= Try it =
Extend the article on the effects of meth use below, picking up right after its final sentence.

= Given text =
^^^^^^^^^^^^^^^^
Effects of Meth Use
Author: Shernide Delva
What is Meth?
Meth, or Methamphetamines, is a crystalline white odorless power that can be eaten, snorted, smoked or injected. Meth is known as Chalk, Crank, Crystal, Fire, and Glass among others. Meth affects the central nervous system and is a stimulant. It increases energy, awareness and alertness. In high doses, a user can feels a sense of euphoria. Although meth can be prescribed by a doctor, this is very rare. Meth is a street-drug usually made in illegal laboratories.
Meth has a high rate of dependency. If the user becomes dependent, they build a tolerance and need more and more of the substance to feel high. The high can last anywhere from 30 minutes to 12 hours. Meth can be taken orally, snorted, smoked or injected.
The uses of meth have negative effects on the body and the brain. Here are some short term and long term effects of meth use.
- Increased heart rate, blood pressure, body temperature
- Loss of appetite
- Panic and psychosis
- Bizarre, erratic, sometimes violent behavior
- Disturbed sleep patterns
- Liver, kidney and lung damage
- Respiratory problems if smoked
- Malnutrition, weight loss
- Severe tooth decay
- Damage to the brain: stroke and epilepsy
Meth can create a false sense of well-being and energy so a user will push their body further and faster than it is meant to go. Meth is infamous for the severe physical and mental breakdown, known as “crashes”, that occurs after the effects of the drug wear off.
Meth is a very addictive drug because it works as a stimulant and releases dopamine, a chemical responsible for making us feel good. Dopamine is known as a “pleasure” neurotransmitter because it stimulates the receptors to release a rush of dopamine to the brain. Overtime, meth has been shown to have a neurotoxic effect on dopamine neurons and can induce Alzheimer’s and Parkinson’s like symptoms after long use.
The “Face” of Meth
Meth is a toxins and the body rids itself of toxins through the pore. Because of this, meth causes severe acne and an overall diseased look. Meth slows down the body’s ability to heal and repaid so any facial problems causes by meth will take a longer time to heal. Meth causes the blood vessels to constrict cutting oxygen-rich blood to the rest of the body, including the skin. Heavy meth use can weaken and destroy these blood vessels. When you abuse meth, you are killing your own flesh because you skin is not getting the oxygen it needs.
^^^^^^^^^^^^^^^^
= Information given =

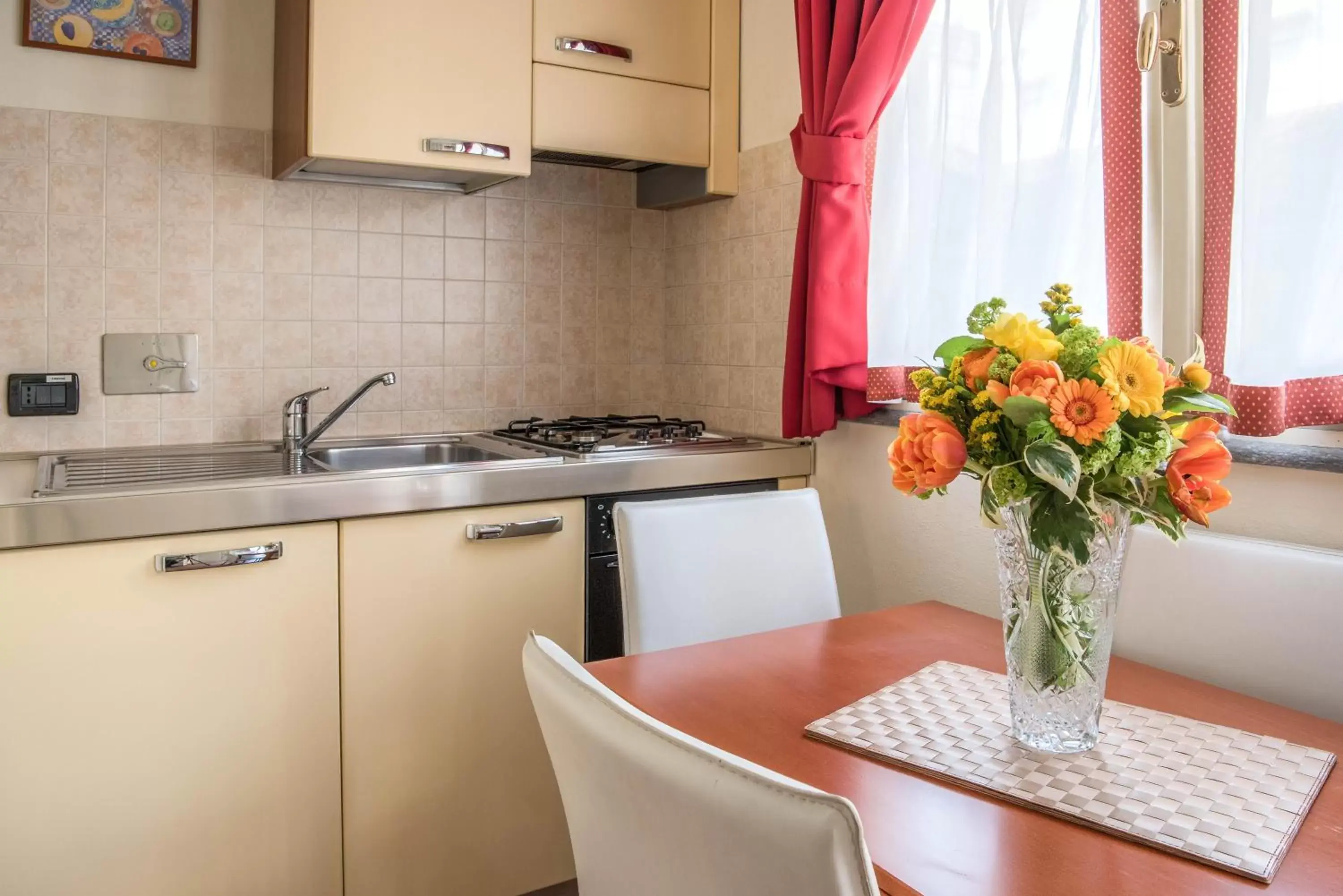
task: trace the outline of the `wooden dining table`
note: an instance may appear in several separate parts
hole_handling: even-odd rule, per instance
[[[587,668],[649,715],[853,801],[889,896],[1343,895],[1339,771],[1265,885],[804,736],[937,660],[1005,672],[1002,625],[928,602]],[[1117,657],[1107,697],[1343,755],[1338,723]]]

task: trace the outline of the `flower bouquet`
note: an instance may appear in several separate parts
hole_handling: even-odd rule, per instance
[[[1232,457],[1207,414],[1202,341],[1176,367],[1147,337],[1082,324],[1056,283],[1044,321],[980,302],[970,334],[943,343],[944,367],[915,371],[923,412],[900,420],[888,459],[905,494],[980,481],[998,528],[1013,733],[1034,750],[1089,750],[1099,736],[1119,578],[1131,524],[1172,540],[1226,506]]]

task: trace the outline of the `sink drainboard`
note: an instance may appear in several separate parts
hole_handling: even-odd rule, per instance
[[[305,461],[306,466],[310,466]],[[38,497],[278,477],[294,470],[274,449],[250,451],[126,451],[54,454],[38,462]],[[308,472],[312,472],[309,469]]]

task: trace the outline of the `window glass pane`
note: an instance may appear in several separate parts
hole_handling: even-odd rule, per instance
[[[1343,375],[1343,3],[1241,0],[1226,375]]]
[[[1002,296],[1105,324],[1097,0],[939,0],[882,113],[869,365],[932,360]]]

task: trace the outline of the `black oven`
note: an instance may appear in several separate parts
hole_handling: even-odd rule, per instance
[[[587,602],[584,613],[583,661],[624,656],[624,610],[620,606],[620,563],[615,555],[615,525],[611,510],[620,501],[670,501],[705,494],[774,492],[778,480],[702,485],[661,492],[599,494],[587,500]]]

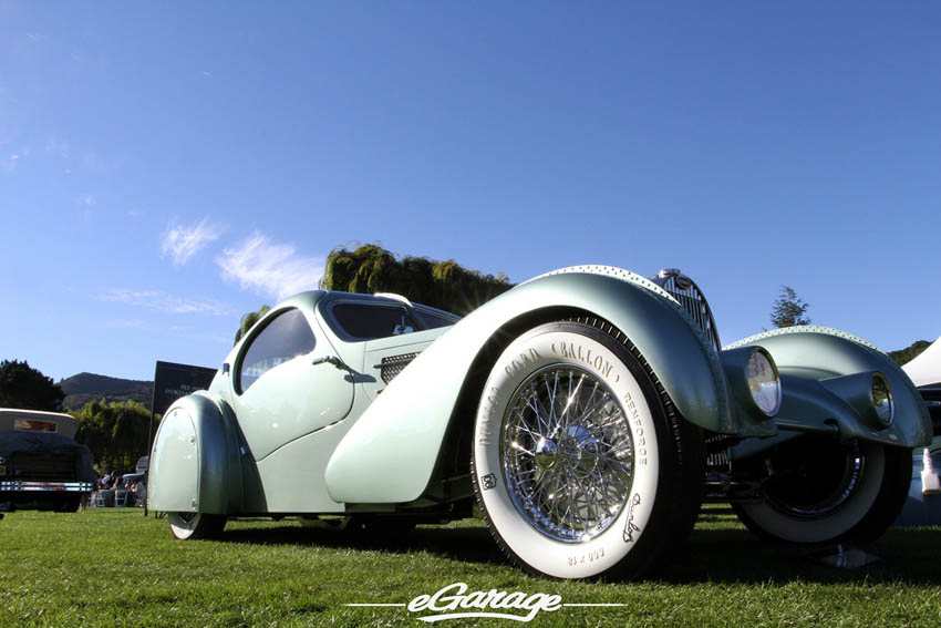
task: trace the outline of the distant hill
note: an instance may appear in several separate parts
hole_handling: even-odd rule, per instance
[[[94,373],[79,373],[65,378],[59,385],[65,393],[65,400],[62,402],[65,410],[79,410],[95,399],[136,401],[149,410],[154,398],[154,382],[123,380]]]

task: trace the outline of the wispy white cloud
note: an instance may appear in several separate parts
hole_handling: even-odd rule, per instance
[[[183,266],[193,256],[203,250],[206,245],[218,239],[221,229],[203,218],[196,225],[180,225],[174,223],[164,235],[161,250],[164,257],[170,257],[174,264]]]
[[[201,301],[178,297],[163,290],[128,290],[115,288],[102,292],[101,299],[112,303],[154,309],[165,313],[200,313],[209,316],[232,316],[235,310],[218,301]]]
[[[216,258],[224,279],[277,299],[317,288],[324,262],[320,257],[299,257],[293,245],[275,244],[258,231]]]

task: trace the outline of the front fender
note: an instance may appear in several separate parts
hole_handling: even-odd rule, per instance
[[[931,419],[921,395],[904,371],[875,344],[837,329],[798,326],[759,333],[726,349],[751,344],[764,347],[782,373],[784,398],[776,422],[821,431],[828,424],[836,425],[841,439],[895,446],[927,446],[931,442]],[[889,382],[895,401],[895,421],[886,429],[867,420],[866,400],[860,403],[860,395],[854,394],[877,371]],[[854,375],[859,381],[854,381]],[[740,454],[769,444],[745,443]]]
[[[147,505],[228,514],[240,511],[241,503],[238,437],[228,406],[205,391],[178,399],[154,439]]]
[[[457,401],[475,361],[501,330],[539,312],[600,317],[637,346],[674,405],[689,421],[740,433],[715,350],[686,312],[650,281],[621,269],[566,272],[517,286],[458,322],[400,374],[363,413],[327,466],[331,498],[345,503],[405,503],[432,477]],[[489,369],[490,364],[483,364]],[[477,390],[467,394],[479,395]]]

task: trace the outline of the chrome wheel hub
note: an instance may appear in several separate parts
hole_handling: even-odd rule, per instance
[[[569,364],[545,367],[514,392],[500,457],[516,508],[561,542],[585,542],[607,529],[633,481],[623,408],[593,373]]]

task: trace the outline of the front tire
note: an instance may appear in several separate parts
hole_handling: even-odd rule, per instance
[[[911,450],[871,441],[797,439],[761,462],[772,469],[762,502],[734,509],[754,534],[784,543],[872,542],[898,517],[911,482]]]
[[[702,432],[610,325],[537,327],[484,387],[475,494],[500,548],[535,575],[640,576],[692,529],[703,464]]]
[[[169,513],[169,529],[180,541],[215,538],[226,527],[226,515],[206,513]]]

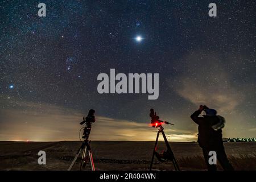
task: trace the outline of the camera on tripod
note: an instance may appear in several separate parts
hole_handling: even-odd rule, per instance
[[[167,121],[163,121],[159,119],[159,117],[154,111],[154,109],[150,109],[150,116],[151,118],[151,125],[152,127],[158,127],[162,126],[163,123],[167,125],[172,125]]]
[[[82,138],[88,139],[90,135],[90,130],[92,129],[92,123],[95,122],[94,117],[95,110],[90,109],[87,117],[82,118],[82,121],[80,122],[80,125],[85,123],[85,126],[84,129],[84,133]]]

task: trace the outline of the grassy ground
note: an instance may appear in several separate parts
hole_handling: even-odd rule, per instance
[[[96,169],[148,170],[154,144],[154,142],[92,142]],[[170,142],[170,144],[181,169],[206,169],[197,143]],[[0,142],[0,170],[67,170],[80,145],[80,142]],[[225,143],[224,146],[235,169],[256,170],[256,143]],[[158,150],[164,150],[164,143],[159,142]],[[38,163],[39,150],[46,152],[46,165]],[[77,162],[73,169],[79,169]],[[173,170],[174,168],[170,162],[160,163],[155,160],[153,169]],[[218,169],[222,168],[218,165]]]

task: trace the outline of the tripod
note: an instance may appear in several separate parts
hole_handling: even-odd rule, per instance
[[[175,169],[175,170],[179,171],[180,168],[179,168],[179,166],[177,164],[177,161],[176,160],[176,159],[174,157],[174,154],[172,152],[172,150],[171,148],[171,146],[170,146],[170,144],[168,142],[167,139],[166,138],[166,134],[164,134],[164,131],[163,130],[164,128],[163,126],[162,126],[162,125],[159,127],[159,130],[158,130],[158,134],[156,135],[156,139],[155,140],[155,147],[154,147],[153,155],[152,156],[152,159],[151,159],[151,163],[150,164],[150,171],[151,171],[151,169],[152,169],[152,166],[153,165],[154,158],[155,157],[155,155],[156,152],[156,146],[158,144],[158,137],[159,136],[159,134],[160,133],[162,133],[162,134],[163,135],[163,137],[164,139],[164,142],[166,143],[166,147],[167,147],[167,150],[166,152],[166,153],[167,153],[166,158],[168,160],[172,161],[172,163],[174,164],[174,168]]]
[[[92,157],[90,143],[90,140],[88,142],[88,137],[86,138],[86,139],[82,142],[80,148],[79,148],[79,150],[78,150],[77,152],[76,153],[74,160],[73,160],[71,164],[70,165],[68,169],[68,171],[71,170],[72,168],[73,167],[73,166],[74,165],[75,163],[76,162],[76,160],[77,159],[77,158],[81,151],[82,152],[82,158],[81,159],[80,162],[80,170],[81,171],[82,169],[82,168],[85,167],[86,164],[88,162],[88,160],[89,159],[90,162],[90,166],[92,168],[92,171],[95,171],[94,164],[93,163],[93,159]],[[88,152],[88,155],[86,155],[87,152]]]

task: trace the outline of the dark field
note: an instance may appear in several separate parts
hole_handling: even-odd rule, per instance
[[[0,142],[0,170],[67,170],[81,142]],[[205,170],[201,148],[196,143],[170,142],[181,170]],[[93,141],[91,147],[96,170],[148,170],[154,142]],[[229,159],[236,170],[256,170],[256,142],[225,143]],[[158,150],[165,150],[160,142]],[[46,152],[46,165],[39,165],[38,152]],[[79,159],[73,170],[79,169]],[[218,166],[222,170],[220,166]],[[171,162],[156,159],[154,170],[173,170]],[[90,170],[89,167],[85,170]]]

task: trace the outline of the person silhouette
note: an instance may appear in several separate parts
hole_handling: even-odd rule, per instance
[[[199,117],[202,111],[203,117]],[[233,171],[234,168],[228,159],[223,145],[221,128],[224,127],[224,118],[216,114],[216,110],[200,105],[191,118],[199,125],[198,142],[203,149],[208,171],[217,170],[216,165],[209,162],[212,156],[209,152],[212,151],[216,152],[217,159],[225,171]]]

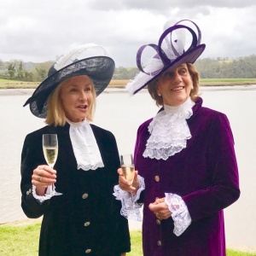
^^^^^^^^^^^^^^^^
= Expected output =
Meth Protein Brain Damage
A study published in Addiction Biology explored the potential role of declining levels of a protein called BDNF found in chronic meth abusers and addicts. BDNF provides the brain with critical protection by helping nerve cells grow, reach maturity and stay in good working order. The protein also plays an essential role in brain function because it supports the chemical and physical adaptations required to learn new things and retain memories.
After comparing a healthy brain with normal BDNF proteins to a brain of a meth addict, they found that the participants going through meth withdrawals consistently had lower levels of the BDNF protein in circulation compared to those who had never used the drug.
Based on the findings, they concluded that chronic meth abuse results in severe disruptions of the BDNF protein. In turn, this may lead to a decline in nerve cell protection which explains the brain damage associate with long term meth abuse. The study states that BDNF levels begin to increase after 30 days.
Meth addiction is one of the most difficult forms of addictions to treat. Chronic drug abusers experience heavy withdrawal symptoms when the drug use is abruptly stopped. Because of the withdrawal symptoms, most treatment centers administer several drugs to treat the withdrawal symptoms and cravings however the success rate it low. Please seek help if you or anyone you know is suffering from addiction.